#### Activity
Could you write out exactly, and only, the lines from the one containing "Target: blue water" through the last line of the data, leaving out all pictures?
BEGIN
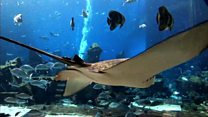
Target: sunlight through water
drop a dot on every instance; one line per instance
(85, 30)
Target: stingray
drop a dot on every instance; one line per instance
(138, 71)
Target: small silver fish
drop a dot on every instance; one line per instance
(19, 73)
(18, 19)
(24, 96)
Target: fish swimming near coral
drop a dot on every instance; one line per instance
(164, 19)
(138, 71)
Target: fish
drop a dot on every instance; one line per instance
(115, 18)
(84, 13)
(18, 19)
(39, 83)
(72, 24)
(27, 68)
(164, 19)
(139, 70)
(128, 1)
(98, 86)
(44, 37)
(42, 67)
(59, 65)
(206, 2)
(19, 73)
(142, 26)
(11, 100)
(24, 96)
(54, 34)
(9, 54)
(17, 113)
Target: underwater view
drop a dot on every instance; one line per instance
(103, 58)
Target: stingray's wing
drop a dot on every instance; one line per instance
(139, 70)
(75, 81)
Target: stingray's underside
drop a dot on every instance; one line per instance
(139, 70)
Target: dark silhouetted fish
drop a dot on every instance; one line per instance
(206, 1)
(72, 24)
(115, 18)
(164, 19)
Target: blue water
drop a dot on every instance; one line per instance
(42, 17)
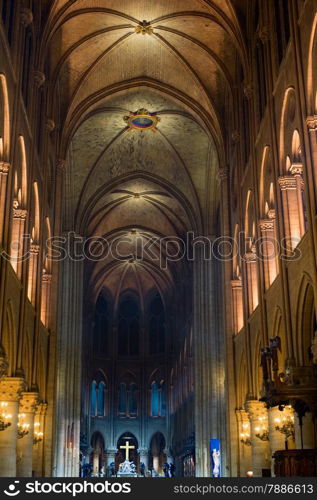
END
#### Solution for this problem
Target: blue water
drop a dot on every instance; one line per instance
(42, 17)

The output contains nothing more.